(Passage)

· · · · · · ·

The FE'ers have made this very simple for you,
FE has a height for sun
FE sun has a cone of light pointing down and its a constant diameter.
anyone on edge of that cone of light is looking at a sunset or sunrise,
the diameter of cone is 1/4 of FE diameter (constant as its always spanning half of FE at all times)

so you can get the angle of the sun by using height of FE sun and 1/4 of the Diameter of Flat Earth.

30% is a good estimate.

Use FE map to prove FE sunsets impossible with constants provided by FE'ers   
Also FE sun does not cover 50% of FE at all times it looks more like 25/30 % of FE is lit by sun torch, on BE its 50% lit at all times  

You're trying to calculate visual angles (perspective of the person) using a side profile 2d diagram.  Your method is wrong.

Try again.

Yes, he is calculating the angle to the sun.
His method is correct.
If you wish to disagree, point out what is wrong with it.

Try again.

Go paste your side profile right triangles on top of this image.  Do you see the problem?  I think we're done here.

But they don't go onto the image, that is now a 3D problem and a projection problem.
The triangles are used to determine the angles of/to objects.
If you were to draw then in that image, it would have to be distorted due to perspective as well, and every one would go straight to the viewer.
You don't stick them on the brick wall.

· · · · · · ·

(Listed entries)

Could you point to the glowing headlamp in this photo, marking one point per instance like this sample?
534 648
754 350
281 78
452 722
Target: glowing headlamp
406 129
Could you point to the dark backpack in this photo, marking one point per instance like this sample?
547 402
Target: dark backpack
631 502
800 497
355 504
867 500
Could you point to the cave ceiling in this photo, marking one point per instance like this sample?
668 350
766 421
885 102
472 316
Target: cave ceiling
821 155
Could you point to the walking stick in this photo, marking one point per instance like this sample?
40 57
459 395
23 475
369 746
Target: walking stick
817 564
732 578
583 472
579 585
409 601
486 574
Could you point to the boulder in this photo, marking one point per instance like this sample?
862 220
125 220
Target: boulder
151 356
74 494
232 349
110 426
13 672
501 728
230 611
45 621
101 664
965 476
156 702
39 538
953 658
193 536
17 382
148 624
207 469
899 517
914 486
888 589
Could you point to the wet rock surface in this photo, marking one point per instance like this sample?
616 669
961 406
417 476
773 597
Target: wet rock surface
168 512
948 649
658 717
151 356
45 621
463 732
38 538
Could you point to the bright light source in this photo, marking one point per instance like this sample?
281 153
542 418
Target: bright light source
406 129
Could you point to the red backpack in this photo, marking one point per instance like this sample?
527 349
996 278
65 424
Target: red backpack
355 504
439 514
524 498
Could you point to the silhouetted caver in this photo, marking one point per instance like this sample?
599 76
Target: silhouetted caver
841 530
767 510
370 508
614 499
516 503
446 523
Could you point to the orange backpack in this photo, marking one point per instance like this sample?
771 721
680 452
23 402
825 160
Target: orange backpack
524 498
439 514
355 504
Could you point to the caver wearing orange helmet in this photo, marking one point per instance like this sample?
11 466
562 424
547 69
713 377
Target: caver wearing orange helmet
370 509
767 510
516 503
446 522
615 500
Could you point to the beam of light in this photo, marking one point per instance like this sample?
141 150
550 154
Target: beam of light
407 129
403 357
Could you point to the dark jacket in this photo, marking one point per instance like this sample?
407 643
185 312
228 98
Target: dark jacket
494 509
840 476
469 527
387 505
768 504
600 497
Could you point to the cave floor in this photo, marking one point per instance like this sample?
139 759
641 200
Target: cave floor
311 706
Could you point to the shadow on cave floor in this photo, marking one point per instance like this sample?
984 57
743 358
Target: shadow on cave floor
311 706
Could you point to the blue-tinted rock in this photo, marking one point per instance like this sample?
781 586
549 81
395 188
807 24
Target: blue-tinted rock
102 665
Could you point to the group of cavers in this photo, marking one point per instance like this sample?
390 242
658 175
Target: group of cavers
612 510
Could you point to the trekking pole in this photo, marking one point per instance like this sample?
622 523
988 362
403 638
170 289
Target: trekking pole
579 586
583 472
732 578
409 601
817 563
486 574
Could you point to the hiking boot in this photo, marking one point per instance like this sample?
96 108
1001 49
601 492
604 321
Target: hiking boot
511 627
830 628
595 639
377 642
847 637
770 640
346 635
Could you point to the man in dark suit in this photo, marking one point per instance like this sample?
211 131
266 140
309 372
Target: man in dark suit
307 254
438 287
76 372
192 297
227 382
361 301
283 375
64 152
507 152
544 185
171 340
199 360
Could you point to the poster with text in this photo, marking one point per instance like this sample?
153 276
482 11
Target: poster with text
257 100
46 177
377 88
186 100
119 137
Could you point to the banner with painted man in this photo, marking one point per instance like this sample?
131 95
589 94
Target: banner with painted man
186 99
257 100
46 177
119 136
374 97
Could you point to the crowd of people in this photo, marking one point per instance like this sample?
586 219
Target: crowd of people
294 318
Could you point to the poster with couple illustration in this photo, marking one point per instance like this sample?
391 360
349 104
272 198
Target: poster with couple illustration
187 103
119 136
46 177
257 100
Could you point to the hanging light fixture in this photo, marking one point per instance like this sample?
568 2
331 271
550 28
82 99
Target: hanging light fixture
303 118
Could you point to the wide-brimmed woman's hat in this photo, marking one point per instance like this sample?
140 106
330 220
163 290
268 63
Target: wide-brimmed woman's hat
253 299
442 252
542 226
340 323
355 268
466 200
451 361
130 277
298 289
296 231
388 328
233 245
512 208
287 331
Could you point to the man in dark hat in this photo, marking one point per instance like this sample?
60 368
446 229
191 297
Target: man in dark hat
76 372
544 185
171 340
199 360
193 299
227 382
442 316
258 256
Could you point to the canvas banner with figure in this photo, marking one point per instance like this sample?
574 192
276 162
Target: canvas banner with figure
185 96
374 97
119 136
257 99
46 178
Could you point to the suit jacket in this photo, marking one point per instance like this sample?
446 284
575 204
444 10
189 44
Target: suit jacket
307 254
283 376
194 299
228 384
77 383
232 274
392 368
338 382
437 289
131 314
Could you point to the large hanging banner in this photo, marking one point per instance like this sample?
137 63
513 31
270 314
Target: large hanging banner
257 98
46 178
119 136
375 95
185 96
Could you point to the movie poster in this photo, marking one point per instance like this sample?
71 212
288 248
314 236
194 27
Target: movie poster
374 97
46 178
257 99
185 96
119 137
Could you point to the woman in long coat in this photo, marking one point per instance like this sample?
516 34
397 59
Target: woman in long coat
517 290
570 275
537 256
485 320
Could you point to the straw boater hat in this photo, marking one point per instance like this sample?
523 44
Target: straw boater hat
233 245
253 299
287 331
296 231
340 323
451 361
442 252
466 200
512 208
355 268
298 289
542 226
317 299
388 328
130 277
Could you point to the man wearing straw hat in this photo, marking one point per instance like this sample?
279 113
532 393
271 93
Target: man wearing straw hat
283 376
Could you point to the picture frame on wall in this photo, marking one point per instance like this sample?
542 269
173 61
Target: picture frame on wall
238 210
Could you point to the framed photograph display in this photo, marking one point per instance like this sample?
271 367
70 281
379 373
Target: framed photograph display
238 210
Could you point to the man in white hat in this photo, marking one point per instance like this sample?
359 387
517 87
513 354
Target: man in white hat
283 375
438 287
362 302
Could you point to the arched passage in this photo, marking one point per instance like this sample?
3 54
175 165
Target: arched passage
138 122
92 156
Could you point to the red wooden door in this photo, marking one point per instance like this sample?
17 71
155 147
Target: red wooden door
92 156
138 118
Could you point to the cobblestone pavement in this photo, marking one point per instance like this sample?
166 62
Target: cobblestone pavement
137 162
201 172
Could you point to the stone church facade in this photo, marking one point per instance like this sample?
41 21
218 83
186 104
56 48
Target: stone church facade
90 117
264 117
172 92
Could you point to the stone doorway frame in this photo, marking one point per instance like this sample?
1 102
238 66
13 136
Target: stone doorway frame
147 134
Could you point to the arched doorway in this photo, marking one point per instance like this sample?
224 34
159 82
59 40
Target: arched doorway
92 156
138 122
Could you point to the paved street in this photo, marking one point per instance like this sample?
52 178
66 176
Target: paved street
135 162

· · · · · · ·

(Your tasks)
(1) Rewrite the paragraph of the flat-earth sun thread that begins "But they don't go onto the image" as a short bulleted list that keeps its main facts.
(2) Continue the flat-earth sun thread from the end of its last post.

(Answers to each task)
(1)
- The triangles don't go onto the image, since that is a 3D problem and a projection problem.
- The triangles are used to determine the angles of or to objects.
- Drawn in that image, they would have to be distorted by perspective, and each one would go straight to the viewer.
- They are not stuck on the brick wall.

(2)
Try again.

If you are done and realise your error, that is fine.

Go paste your side profile right triangles on top of this image.  Do you see the problem?  I think we're done here.

Yes, I see at least part of the problem! You give us an image grossly distorted by a very wide-angle lens.
The lines are not straight and perspective guide-lines would always be straight.

You might well say "I think we're done here" and run away for being so devious!

Try again with a realistic photograph!

And come back and show us how it should be done!

T

Quote from: Silicon on April 14, 2017, 12:27:40 AM

Go paste your side profile right triangles on top of this image.  Do you see the problem?  I think we're done here.

Yes, I see at least part of the problem! You give us an image grossly distorted by a very wide-angle lens.
The lines are not straight and perspective guide-lines would always be straight.

You might well say "I think we're done here" and run away for being so devious!

Try again with a realistic photograph!

And come back and show us how it should be done!

To be fair we probably could draw something that resembles a triangle and still be semi correct

I brought up the angles produced by the ridiculous distances to point out that they won't fit on a flat Earth model.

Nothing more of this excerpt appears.